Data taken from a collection
▬▬▬▬▬▬

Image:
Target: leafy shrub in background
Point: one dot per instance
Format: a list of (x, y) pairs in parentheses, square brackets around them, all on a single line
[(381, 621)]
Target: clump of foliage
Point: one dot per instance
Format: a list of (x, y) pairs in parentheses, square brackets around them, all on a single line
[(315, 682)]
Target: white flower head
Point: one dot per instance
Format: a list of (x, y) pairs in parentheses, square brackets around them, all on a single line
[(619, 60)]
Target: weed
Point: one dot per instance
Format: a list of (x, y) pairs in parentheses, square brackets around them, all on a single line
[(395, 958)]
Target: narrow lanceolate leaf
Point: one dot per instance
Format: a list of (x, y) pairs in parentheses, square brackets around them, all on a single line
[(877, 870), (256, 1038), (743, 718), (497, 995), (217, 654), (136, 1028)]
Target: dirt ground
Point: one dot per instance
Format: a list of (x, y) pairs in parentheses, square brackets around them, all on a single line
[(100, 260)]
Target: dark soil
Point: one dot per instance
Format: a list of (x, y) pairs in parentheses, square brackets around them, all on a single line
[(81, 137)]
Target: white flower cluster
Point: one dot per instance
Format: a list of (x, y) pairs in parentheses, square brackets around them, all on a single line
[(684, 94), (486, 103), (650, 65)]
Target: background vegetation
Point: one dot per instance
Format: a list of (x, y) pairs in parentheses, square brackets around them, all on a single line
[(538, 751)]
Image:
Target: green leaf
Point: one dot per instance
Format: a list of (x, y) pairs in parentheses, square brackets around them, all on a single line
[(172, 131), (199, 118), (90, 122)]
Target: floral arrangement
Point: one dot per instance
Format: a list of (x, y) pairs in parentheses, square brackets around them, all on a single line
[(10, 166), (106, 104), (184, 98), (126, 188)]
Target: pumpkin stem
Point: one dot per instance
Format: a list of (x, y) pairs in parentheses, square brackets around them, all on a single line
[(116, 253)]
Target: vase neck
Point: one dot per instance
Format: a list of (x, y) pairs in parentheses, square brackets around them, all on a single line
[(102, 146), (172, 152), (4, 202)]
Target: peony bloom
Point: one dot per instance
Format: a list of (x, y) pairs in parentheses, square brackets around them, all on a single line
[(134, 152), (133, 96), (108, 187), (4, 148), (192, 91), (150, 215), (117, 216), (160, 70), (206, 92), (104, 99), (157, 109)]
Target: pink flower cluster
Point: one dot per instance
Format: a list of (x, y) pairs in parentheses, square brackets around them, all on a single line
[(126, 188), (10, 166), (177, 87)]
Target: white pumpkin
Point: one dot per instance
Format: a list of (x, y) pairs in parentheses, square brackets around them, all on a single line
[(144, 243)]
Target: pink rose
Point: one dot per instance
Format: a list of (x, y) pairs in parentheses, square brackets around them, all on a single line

▬▬▬▬▬▬

## Set task
Output every line of the records above as a numbered list, skipping any blank lines.

## Response below
1. Image:
2. Target: leafy shrub in background
3. Point: one dot per instance
4. Format: a list of (x, y) pairs in parentheses, square brackets around them, all on a single line
5. [(381, 621)]
6. Target: clump of foliage
7. Point: one dot per instance
8. Format: a list of (x, y) pairs in parentheses, square brackets around them, all on a single line
9. [(315, 682)]
10. Target: white flower head
11. Point: one dot per instance
12. Format: a list of (x, y) pairs in parentheses, square brackets around them, all on a single line
13. [(619, 60)]
14. Target: weed
15. Point: one dot per instance
16. Format: a list of (x, y) pairs in parentheses, square brackets around them, all on a single line
17. [(395, 958)]
18. Target: narrow lanceolate leaf
19. Point: one dot per instance
20. Format: a list of (x, y) pairs in parentheses, square brackets around them, all on a single line
21. [(877, 870), (256, 1038), (743, 718), (497, 995), (217, 654), (136, 1028)]
22. Target: dirt ground
23. Point: one dot per instance
24. Format: a list of (x, y) pairs in parentheses, square brackets around them, all on a single line
25. [(100, 260)]
26. Target: dark soil
27. Point: one dot per instance
28. Format: a list of (x, y) pairs in parentheses, square brackets around them, all on a single line
29. [(81, 137)]
30. Target: white flower cluster
31. Point: one dot per instance
32. Format: a list of (x, y) pairs in parentheses, square brackets around them, all on a single line
33. [(684, 94), (486, 103), (650, 65)]
34. Target: background vegetation
35. Point: one dot per instance
36. Format: a list of (x, y) pairs in parentheses, square brackets around them, all on a single line
37. [(538, 751)]
38. Image:
39. Target: green leaf
40. Point: one dot per instance
41. Format: a list of (x, y) pairs in parentheses, square brackets around them, all on a single line
42. [(172, 131), (199, 118), (90, 122)]
43. Target: floral arrangement
44. Point: one dot per instance
45. Format: a list of (x, y) pairs in parentheses, square brackets around them, all on a single line
46. [(10, 166), (106, 104), (184, 98), (126, 188)]
47. Target: pumpkin stem
48. Point: one dot per instance
49. Format: a list of (x, y) pairs in parentheses, square brackets around them, all on a single line
50. [(116, 253)]
51. Target: vase neck
52. Point: one dot per instance
53. Format: a list of (x, y) pairs in parentheses, square brackets around them, all on a single line
54. [(102, 146), (172, 152), (4, 202)]
55. Target: peony bloom
56. Point: one dot per instance
57. Format: a list of (x, y) pairs in parentheses, square brackets around them, all on a single line
58. [(134, 152), (133, 96), (108, 187), (4, 148), (192, 91), (150, 215), (117, 216), (160, 70), (206, 92), (104, 99), (157, 109)]
59. Target: pink flower cluster
60. Point: one dot per instance
61. Format: a list of (x, y) pairs in parentheses, square brackets around them, all on a single line
62. [(126, 188), (10, 166), (177, 87)]
63. Target: white pumpkin
64. Point: one dot per instance
65. Format: a list of (x, y) pairs in parentheses, square brackets around them, all on a single line
66. [(144, 243)]
67. Target: pink rose
68. Point: one dot per instance
69. Format: a list of (x, y) pairs in parentheses, square brackets around them, all on a single line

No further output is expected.